**TASK DESCRIPTION:**
Produce a verbatim transcription of all records.

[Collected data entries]
•••••

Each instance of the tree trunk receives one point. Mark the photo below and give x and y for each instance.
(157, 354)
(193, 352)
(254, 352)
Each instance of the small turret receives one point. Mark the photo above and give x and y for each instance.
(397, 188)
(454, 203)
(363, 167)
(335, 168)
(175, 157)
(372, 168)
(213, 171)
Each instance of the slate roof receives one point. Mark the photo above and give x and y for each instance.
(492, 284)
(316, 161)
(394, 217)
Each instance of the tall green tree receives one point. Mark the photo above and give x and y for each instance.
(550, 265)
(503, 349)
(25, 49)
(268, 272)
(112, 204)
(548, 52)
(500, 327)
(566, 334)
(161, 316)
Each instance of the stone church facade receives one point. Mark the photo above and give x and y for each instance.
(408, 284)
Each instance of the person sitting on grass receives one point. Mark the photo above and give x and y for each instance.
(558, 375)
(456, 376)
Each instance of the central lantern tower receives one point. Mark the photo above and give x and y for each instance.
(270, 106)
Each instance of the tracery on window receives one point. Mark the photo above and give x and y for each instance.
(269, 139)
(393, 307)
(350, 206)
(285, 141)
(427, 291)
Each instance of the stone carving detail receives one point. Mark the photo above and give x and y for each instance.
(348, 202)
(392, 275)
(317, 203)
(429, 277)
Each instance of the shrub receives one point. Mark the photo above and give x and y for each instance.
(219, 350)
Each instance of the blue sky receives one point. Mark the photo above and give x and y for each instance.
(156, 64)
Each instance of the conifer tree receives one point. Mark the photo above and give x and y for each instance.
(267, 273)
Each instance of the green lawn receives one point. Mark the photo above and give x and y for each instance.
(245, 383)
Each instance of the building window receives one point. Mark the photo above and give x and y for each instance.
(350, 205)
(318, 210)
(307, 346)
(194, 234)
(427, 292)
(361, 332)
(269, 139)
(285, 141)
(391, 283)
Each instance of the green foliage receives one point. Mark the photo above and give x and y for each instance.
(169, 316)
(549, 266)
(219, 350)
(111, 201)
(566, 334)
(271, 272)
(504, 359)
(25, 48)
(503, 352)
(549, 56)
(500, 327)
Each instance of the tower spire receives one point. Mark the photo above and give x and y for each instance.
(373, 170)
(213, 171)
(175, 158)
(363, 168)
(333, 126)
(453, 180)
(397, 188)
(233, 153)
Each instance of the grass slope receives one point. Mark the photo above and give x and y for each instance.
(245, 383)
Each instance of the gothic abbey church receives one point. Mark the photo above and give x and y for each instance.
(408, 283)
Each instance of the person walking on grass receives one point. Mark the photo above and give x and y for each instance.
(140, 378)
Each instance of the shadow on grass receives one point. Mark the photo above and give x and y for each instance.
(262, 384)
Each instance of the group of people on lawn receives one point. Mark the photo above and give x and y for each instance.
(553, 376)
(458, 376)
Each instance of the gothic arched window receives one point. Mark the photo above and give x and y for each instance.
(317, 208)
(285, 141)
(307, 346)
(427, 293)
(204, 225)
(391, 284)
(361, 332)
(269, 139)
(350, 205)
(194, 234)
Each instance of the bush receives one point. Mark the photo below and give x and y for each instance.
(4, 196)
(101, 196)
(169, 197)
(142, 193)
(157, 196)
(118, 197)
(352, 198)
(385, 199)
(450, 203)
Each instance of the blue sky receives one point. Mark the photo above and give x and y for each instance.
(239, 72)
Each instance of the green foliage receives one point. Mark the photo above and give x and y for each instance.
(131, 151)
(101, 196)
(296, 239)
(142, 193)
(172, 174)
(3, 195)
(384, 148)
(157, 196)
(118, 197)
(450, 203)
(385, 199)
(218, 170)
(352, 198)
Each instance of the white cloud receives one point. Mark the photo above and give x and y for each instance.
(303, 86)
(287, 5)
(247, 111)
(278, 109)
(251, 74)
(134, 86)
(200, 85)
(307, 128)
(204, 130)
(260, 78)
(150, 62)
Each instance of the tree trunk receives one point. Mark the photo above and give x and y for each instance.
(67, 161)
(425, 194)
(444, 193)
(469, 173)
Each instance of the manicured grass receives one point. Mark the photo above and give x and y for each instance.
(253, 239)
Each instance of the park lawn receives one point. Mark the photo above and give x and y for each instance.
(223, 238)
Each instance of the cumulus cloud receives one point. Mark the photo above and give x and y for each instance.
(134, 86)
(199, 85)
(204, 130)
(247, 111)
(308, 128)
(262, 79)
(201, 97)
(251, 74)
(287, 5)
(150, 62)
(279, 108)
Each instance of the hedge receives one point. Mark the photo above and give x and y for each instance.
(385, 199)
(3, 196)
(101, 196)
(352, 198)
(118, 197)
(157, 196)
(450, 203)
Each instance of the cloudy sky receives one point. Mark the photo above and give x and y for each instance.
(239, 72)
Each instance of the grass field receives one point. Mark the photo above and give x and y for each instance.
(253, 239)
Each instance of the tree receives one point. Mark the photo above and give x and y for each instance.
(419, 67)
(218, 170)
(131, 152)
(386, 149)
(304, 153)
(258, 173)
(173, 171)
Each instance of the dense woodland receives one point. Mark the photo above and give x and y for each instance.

•••••

**THE ANSWER:**
Each instance of the tree trunk receives one point. Mark the photo below and give x and y for each instance.
(157, 354)
(193, 352)
(254, 352)
Each instance of the small turret receives one point. Mark the photo above and give x and y for each instance.
(397, 188)
(454, 203)
(363, 167)
(335, 168)
(175, 157)
(372, 168)
(213, 171)
Each instance of the slate roof receives one point. Mark the photo above and give x and y for each instance.
(492, 284)
(316, 161)
(394, 217)
Each instance of the tall green tree receives one point. Mark the photo above and give x and y for each instance.
(550, 265)
(503, 349)
(25, 49)
(268, 272)
(112, 204)
(548, 52)
(500, 327)
(566, 334)
(161, 316)
Each instance of the stone church facade receives one point. Mark the photo above and give x and y for each instance.
(408, 284)
Each instance of the person sitting on grass receives one point. Mark the photo above and give x and y for each instance.
(558, 375)
(456, 376)
Each instance of the central lantern tower receives one point. Mark the photo above and give x and y for each instance.
(270, 106)
Each instance of the tracery on window receives one point. Mark the photo above and give x and y for each instance.
(269, 139)
(393, 307)
(350, 206)
(285, 141)
(427, 291)
Each instance of the stone carving detail receives one point. Mark the photo above and give x and y for each instance.
(348, 202)
(392, 275)
(317, 203)
(429, 277)
Each instance of the shrub receives one point. Mark the photo above and give x and y for each instance.
(219, 350)
Each instance of the blue sky receives one point. Mark the photo above and give x and y for each instance.
(156, 64)
Each instance of the conifer tree receives one point. Mark the photo above and give x and y for each instance.
(267, 273)
Each instance of the green lawn receives one point. Mark the photo above and give x and y for each instance.
(245, 383)
Each instance of the building window receives one point. Mark the photo above and give x and y for each instance.
(350, 205)
(318, 210)
(307, 346)
(194, 234)
(427, 292)
(361, 332)
(269, 139)
(285, 141)
(391, 283)
Each instance of the green foliage receives one point. Mark the photo above and give x and y for each instance.
(169, 316)
(549, 266)
(219, 350)
(111, 201)
(566, 334)
(271, 272)
(504, 359)
(25, 48)
(503, 352)
(549, 56)
(500, 327)
Each instance of the tower spire receives one point. Mark the photo above and give x and y for each instance.
(373, 170)
(213, 171)
(175, 158)
(363, 168)
(333, 126)
(453, 180)
(397, 188)
(233, 153)
Each instance of the grass slope receives one point. Mark the photo above and give x and y for each instance.
(245, 383)
Each instance of the gothic abbey church receives one point. Mark the photo above and give x and y for each instance.
(408, 283)
Each instance of the person walking on grass receives one point. Mark the photo above and give x and y for each instance.
(140, 378)
Each instance of the shadow on grass receives one point. Mark the photo above and give x and y for each instance.
(262, 384)
Each instance of the group of people on lawn receives one point. Mark the photo above and give x and y for each instance.
(553, 376)
(458, 376)
Each instance of the gothic arched window receives one point. Mark the photo above and give x and y for each instance.
(317, 208)
(285, 141)
(307, 346)
(427, 293)
(204, 225)
(391, 284)
(361, 332)
(269, 139)
(350, 205)
(194, 234)
Each instance of the bush receives one point. Mark the photo below and give x and y for each instance.
(4, 196)
(101, 196)
(169, 197)
(142, 193)
(157, 196)
(118, 197)
(352, 198)
(385, 199)
(450, 203)
Each instance of the blue sky receives one point. Mark the photo above and give x and y for each instance.
(239, 72)
Each instance of the green foliage receives one point. Mark the photo above and give x and y for each instance.
(131, 151)
(101, 196)
(296, 239)
(142, 193)
(172, 174)
(3, 195)
(384, 148)
(157, 196)
(118, 197)
(450, 203)
(385, 199)
(218, 170)
(352, 198)
Each instance of the white cloud receives one point. Mark the photo above and give x and y for each instance.
(303, 86)
(287, 5)
(247, 111)
(278, 109)
(251, 74)
(134, 86)
(200, 85)
(307, 128)
(204, 130)
(260, 78)
(150, 62)
Each instance of the tree trunk receives one point. Mark the photo above and give x and y for each instance.
(67, 161)
(425, 194)
(444, 193)
(469, 173)
Each instance of the manicured grass receives one point. Mark the photo above and give x and y for each instance.
(253, 239)
Each instance of the park lawn receives one point. Mark the photo above and give x and y for each instance.
(223, 238)
Each instance of the cumulus cloud receives one point. Mark the photo above and give x and y for each instance.
(134, 86)
(199, 85)
(204, 130)
(247, 111)
(308, 128)
(262, 79)
(201, 97)
(251, 74)
(287, 5)
(150, 62)
(279, 108)
Each instance of the hedge receives one point. Mark the photo above and give x and y for each instance.
(385, 199)
(3, 196)
(101, 196)
(352, 198)
(118, 197)
(157, 196)
(450, 203)
Each instance of the cloudy sky receives one point. Mark the photo above and give x and y for each instance.
(239, 72)
Each instance of the grass field receives one point. Mark the photo above and give x and y for each instance.
(253, 239)
Each instance of the tree receives one point. Mark the photo above and give x and y for each instance.
(419, 67)
(218, 170)
(131, 152)
(386, 149)
(304, 153)
(258, 173)
(173, 171)
Each instance of the dense woodland receives one point. Mark the photo above and give x and y for each instance.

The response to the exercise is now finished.